# RSA-UID-switchbaord

Investigating (possibly) meaningful disfluencies in switchboard

### Objectives
1. analysis: do disfluencies appear before high-surprisal items?
2. listener exp: are listeners inclined to choose high-surprisal items as good candidates when they see 'uh'

### Resources
* Switchboard http://www.nltk.org/_modules/nltk/corpus/reader/switchboard.html
* typing animation https://codepen.io/rusjames/pen/uAFhE

In [107]:
from collections import Counter, defaultdict
from nltk.corpus import switchboard as sb
import numpy as np
import pdb
import random
import re

Example discourse...

Goal: Retype the stretch of the disfluency project notes above from "### Resources" through "Example discourse...".

Rows:
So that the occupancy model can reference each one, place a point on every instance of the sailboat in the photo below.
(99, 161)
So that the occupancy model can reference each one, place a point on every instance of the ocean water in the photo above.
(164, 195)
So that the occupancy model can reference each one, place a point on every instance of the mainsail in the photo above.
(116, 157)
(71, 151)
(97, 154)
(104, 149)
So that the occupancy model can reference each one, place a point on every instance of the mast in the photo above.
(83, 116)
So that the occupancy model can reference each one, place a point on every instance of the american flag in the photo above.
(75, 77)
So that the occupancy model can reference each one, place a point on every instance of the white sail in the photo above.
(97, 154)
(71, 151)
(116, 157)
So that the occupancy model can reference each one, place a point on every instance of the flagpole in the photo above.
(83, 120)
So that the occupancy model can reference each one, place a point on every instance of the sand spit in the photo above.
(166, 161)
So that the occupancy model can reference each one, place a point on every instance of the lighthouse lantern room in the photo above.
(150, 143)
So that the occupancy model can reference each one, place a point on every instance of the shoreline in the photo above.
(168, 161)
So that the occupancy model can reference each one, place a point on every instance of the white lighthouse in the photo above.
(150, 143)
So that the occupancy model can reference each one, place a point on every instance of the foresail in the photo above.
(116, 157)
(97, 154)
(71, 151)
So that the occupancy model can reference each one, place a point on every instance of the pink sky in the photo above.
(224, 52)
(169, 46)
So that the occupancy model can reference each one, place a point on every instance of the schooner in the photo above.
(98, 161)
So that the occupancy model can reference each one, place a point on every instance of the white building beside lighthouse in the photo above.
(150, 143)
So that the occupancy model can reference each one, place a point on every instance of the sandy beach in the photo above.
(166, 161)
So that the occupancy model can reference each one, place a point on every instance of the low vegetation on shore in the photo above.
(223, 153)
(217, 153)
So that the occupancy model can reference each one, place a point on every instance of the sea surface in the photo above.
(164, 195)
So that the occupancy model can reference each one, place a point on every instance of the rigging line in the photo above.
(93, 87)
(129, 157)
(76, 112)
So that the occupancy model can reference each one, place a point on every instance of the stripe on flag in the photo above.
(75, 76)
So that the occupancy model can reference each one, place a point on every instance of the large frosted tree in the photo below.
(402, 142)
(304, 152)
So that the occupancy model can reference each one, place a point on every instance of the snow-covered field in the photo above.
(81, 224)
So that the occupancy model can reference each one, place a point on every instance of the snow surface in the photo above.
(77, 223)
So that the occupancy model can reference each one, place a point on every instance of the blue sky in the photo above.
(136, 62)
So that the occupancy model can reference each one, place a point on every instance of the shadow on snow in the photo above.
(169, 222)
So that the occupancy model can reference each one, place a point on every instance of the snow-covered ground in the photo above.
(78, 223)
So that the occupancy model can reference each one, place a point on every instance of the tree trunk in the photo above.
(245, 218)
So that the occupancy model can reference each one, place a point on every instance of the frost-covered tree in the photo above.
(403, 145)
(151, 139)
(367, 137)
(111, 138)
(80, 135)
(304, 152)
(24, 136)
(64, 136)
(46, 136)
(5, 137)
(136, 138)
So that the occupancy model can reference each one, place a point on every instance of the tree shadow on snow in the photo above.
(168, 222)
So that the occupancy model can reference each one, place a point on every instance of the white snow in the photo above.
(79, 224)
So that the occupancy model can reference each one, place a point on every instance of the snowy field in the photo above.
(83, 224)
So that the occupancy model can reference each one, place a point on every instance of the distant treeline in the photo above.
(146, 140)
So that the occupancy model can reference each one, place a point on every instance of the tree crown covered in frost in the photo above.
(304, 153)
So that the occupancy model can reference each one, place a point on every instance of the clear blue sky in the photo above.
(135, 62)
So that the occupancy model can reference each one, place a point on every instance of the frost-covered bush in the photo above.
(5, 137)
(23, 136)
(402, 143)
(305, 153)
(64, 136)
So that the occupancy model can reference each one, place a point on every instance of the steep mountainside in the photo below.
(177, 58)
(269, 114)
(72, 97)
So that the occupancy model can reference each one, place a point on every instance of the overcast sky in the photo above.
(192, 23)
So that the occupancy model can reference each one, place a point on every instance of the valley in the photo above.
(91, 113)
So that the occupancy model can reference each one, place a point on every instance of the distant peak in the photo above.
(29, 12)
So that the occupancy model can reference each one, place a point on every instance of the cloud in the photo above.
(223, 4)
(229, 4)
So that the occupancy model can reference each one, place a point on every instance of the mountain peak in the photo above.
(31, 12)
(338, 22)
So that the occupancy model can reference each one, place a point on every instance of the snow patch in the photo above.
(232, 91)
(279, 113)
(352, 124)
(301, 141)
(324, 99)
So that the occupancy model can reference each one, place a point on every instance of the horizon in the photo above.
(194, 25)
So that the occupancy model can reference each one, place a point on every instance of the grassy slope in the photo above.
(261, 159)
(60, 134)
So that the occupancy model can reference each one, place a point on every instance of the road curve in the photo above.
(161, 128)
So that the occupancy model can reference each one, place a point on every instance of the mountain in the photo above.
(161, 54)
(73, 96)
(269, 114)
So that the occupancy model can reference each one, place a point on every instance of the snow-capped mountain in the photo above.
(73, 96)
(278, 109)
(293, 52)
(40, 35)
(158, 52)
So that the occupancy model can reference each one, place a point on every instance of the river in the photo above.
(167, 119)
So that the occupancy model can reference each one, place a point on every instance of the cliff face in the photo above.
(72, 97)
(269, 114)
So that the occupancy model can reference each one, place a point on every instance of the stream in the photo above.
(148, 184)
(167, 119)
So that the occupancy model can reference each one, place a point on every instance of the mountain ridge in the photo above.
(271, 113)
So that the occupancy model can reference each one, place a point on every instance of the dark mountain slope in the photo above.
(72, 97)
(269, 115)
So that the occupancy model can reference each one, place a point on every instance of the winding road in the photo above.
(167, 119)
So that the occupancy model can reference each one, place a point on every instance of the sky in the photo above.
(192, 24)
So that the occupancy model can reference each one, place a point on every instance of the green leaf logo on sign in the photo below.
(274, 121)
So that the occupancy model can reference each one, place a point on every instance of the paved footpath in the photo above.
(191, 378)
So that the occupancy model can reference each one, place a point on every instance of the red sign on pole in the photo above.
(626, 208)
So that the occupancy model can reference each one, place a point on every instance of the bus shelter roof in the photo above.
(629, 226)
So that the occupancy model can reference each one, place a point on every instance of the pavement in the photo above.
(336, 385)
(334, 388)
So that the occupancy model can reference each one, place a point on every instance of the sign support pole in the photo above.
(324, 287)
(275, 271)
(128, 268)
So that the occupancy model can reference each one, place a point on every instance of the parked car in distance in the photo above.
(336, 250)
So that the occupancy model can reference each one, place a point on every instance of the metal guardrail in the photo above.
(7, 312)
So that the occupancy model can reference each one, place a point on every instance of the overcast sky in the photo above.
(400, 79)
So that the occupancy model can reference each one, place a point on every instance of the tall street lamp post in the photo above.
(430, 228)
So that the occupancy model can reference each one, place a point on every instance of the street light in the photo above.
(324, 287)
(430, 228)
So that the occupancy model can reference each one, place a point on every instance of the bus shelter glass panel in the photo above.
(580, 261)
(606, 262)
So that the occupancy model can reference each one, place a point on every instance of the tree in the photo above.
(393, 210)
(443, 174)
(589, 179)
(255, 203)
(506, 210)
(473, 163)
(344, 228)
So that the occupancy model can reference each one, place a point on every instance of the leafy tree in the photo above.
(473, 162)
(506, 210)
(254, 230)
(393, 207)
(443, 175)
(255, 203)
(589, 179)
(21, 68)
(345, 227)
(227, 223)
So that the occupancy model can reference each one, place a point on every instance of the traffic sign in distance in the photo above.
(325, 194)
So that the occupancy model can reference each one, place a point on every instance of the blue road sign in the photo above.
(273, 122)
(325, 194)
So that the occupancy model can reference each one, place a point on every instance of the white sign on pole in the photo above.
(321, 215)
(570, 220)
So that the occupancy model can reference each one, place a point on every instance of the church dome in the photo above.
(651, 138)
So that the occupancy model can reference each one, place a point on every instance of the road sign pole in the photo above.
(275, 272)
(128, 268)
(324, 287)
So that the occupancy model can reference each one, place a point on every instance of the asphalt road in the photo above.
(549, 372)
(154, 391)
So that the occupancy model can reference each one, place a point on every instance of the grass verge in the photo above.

Exercise solution:
### Resources
* Switchboard http://www.nltk.org/_modules/nltk/corpus/reader/switchboard.html
* typing animation https://codepen.io/rusjames/pen/uAFhE

In [107]:
from collections import Counter, defaultdict
from nltk.corpus import switchboard as sb
import numpy as np
import pdb
import random
import re

Example discourse...